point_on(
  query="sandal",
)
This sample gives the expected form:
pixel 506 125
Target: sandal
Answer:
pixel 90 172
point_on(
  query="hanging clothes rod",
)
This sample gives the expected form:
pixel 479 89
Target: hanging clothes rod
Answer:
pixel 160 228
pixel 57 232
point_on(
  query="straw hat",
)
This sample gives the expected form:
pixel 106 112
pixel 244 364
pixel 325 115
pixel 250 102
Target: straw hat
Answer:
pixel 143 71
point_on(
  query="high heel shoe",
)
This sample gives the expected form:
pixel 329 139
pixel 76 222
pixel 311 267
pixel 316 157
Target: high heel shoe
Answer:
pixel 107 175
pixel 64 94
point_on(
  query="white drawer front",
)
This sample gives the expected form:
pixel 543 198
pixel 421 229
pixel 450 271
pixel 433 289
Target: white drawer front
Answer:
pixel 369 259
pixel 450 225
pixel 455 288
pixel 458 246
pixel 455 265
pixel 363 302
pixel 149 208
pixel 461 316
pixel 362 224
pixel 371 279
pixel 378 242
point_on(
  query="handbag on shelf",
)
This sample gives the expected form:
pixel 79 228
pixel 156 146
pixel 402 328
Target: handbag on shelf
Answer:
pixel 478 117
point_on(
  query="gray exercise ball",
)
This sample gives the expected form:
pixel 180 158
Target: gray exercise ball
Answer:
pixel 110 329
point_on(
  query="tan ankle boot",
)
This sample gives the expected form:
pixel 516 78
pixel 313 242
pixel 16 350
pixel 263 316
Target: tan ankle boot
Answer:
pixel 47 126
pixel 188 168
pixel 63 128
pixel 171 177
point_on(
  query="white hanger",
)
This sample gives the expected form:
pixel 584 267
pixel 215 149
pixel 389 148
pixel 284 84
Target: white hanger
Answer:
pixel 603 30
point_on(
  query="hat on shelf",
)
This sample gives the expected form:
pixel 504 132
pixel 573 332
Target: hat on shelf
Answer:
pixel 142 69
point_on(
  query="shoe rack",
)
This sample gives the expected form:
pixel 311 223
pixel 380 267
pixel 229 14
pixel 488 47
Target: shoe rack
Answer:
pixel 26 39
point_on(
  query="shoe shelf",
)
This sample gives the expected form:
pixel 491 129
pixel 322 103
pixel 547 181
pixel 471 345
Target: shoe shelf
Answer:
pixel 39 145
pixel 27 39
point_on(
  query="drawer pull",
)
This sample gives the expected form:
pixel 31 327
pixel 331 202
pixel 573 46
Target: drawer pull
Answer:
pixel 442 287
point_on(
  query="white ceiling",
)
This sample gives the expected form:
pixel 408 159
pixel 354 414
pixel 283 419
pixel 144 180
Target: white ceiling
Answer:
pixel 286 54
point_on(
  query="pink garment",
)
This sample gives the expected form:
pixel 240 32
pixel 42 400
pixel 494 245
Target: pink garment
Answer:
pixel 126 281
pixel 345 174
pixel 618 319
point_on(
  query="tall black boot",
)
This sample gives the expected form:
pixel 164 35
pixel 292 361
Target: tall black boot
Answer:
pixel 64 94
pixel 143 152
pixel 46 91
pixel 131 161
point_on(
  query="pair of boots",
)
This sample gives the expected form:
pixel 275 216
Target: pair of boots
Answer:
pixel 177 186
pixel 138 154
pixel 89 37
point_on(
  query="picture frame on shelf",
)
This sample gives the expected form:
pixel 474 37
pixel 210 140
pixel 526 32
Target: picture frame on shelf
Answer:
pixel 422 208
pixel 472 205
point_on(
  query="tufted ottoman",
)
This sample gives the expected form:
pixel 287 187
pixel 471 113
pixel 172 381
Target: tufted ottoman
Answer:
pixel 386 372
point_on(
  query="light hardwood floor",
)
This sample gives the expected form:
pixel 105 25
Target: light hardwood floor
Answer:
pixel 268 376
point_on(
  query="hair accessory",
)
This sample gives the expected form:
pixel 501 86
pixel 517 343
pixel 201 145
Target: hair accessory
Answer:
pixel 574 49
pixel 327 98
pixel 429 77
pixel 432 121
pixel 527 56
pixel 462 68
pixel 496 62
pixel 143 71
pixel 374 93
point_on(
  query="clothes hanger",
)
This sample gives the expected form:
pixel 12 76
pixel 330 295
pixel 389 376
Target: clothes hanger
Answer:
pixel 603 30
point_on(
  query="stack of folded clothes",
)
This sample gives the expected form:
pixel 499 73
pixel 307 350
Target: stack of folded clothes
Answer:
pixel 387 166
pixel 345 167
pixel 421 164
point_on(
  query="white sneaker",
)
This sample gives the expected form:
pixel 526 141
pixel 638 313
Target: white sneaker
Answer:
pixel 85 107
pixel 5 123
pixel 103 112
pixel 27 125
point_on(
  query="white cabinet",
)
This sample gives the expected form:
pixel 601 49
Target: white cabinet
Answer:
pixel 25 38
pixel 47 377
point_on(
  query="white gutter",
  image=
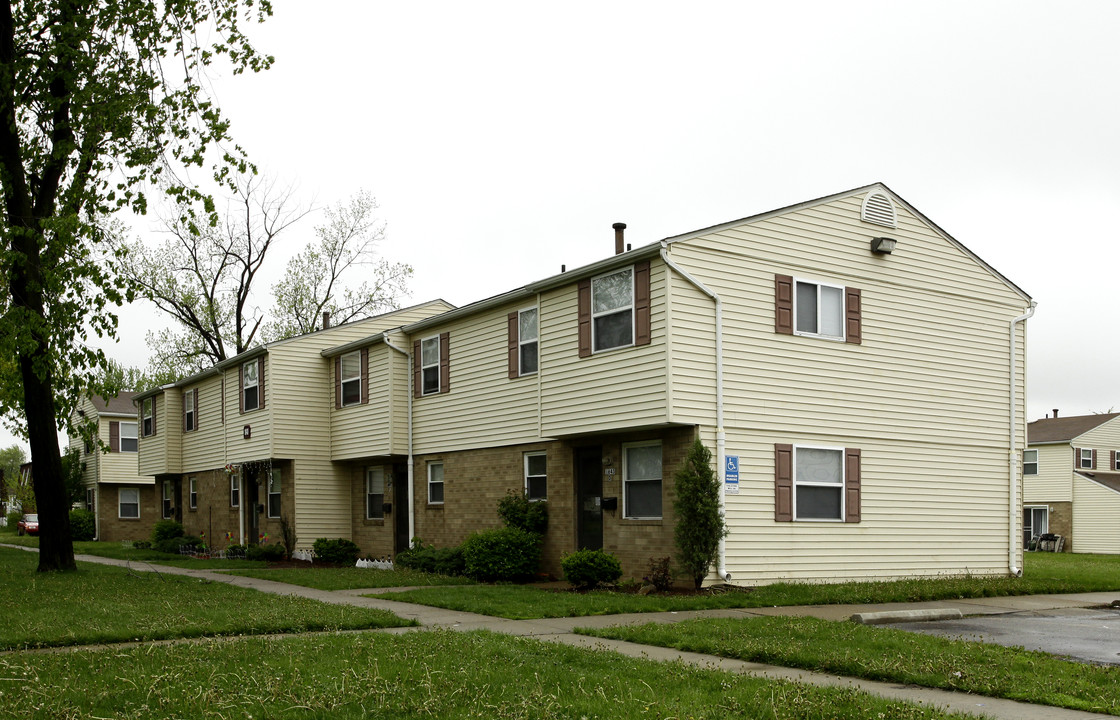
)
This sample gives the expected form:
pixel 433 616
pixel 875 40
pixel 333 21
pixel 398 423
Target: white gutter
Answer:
pixel 1014 459
pixel 412 529
pixel 720 435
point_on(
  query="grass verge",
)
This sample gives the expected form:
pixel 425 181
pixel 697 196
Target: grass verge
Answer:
pixel 441 674
pixel 890 655
pixel 1044 573
pixel 101 604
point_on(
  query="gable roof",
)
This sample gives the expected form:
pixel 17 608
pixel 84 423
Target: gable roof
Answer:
pixel 119 405
pixel 1064 429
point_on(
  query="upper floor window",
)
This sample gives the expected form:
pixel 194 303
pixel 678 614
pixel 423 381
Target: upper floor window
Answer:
pixel 250 387
pixel 429 365
pixel 188 410
pixel 613 310
pixel 129 437
pixel 528 342
pixel 351 377
pixel 148 417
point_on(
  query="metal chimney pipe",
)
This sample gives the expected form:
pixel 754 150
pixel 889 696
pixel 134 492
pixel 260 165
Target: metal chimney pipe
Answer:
pixel 618 236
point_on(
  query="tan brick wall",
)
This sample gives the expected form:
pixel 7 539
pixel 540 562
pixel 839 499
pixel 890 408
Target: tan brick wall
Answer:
pixel 475 480
pixel 113 529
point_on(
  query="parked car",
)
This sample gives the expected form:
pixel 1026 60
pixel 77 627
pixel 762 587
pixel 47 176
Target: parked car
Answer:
pixel 28 524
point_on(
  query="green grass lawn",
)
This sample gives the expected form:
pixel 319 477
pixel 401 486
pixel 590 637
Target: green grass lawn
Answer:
pixel 1044 573
pixel 101 604
pixel 442 674
pixel 889 655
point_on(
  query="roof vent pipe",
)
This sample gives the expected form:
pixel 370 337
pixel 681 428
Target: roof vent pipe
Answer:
pixel 618 236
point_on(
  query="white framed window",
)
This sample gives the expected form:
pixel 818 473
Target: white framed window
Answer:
pixel 528 334
pixel 274 494
pixel 435 483
pixel 188 411
pixel 818 309
pixel 429 365
pixel 167 499
pixel 818 483
pixel 128 503
pixel 642 480
pixel 375 493
pixel 147 417
pixel 613 310
pixel 129 437
pixel 351 377
pixel 537 476
pixel 250 390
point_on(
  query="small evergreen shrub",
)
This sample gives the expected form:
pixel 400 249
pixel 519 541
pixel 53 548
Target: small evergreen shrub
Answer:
pixel 338 551
pixel 446 561
pixel 504 553
pixel 661 574
pixel 83 524
pixel 587 569
pixel 269 553
pixel 518 511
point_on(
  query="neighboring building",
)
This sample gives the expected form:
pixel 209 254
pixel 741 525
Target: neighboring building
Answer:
pixel 1071 482
pixel 860 362
pixel 124 503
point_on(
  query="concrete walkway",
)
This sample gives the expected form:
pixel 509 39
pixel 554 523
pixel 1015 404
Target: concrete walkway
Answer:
pixel 560 630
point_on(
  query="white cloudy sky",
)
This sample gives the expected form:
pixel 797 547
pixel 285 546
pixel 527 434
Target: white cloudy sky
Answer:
pixel 503 139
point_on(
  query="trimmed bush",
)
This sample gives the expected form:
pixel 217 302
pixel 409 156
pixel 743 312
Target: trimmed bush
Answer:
pixel 338 551
pixel 590 568
pixel 83 524
pixel 269 553
pixel 505 553
pixel 518 511
pixel 446 561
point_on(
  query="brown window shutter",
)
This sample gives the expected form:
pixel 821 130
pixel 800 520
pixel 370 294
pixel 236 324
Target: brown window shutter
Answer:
pixel 365 374
pixel 417 376
pixel 513 338
pixel 338 382
pixel 851 485
pixel 783 483
pixel 783 305
pixel 260 382
pixel 642 329
pixel 445 363
pixel 854 317
pixel 585 317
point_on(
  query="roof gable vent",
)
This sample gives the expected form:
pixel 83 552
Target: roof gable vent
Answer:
pixel 878 209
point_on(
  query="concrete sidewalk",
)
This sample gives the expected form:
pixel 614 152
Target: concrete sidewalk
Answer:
pixel 561 630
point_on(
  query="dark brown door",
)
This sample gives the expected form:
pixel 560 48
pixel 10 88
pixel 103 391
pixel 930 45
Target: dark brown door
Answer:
pixel 589 497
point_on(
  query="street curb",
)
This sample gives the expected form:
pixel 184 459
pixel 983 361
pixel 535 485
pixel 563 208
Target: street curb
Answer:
pixel 906 616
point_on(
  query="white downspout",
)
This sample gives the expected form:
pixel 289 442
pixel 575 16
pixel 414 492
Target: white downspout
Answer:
pixel 411 484
pixel 1014 459
pixel 720 435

→ **REQUIREMENTS**:
Which lines in the records above contain the string "shelf"? Pull out each of them in full.

→ **THE RESULT**:
  query="handbag on shelf",
Target: handbag on shelf
  query="hat on shelf",
Target: hat on shelf
  query="shoe shelf",
Target: shoe shelf
  query="picture frame on shelf",
Target: picture frame on shelf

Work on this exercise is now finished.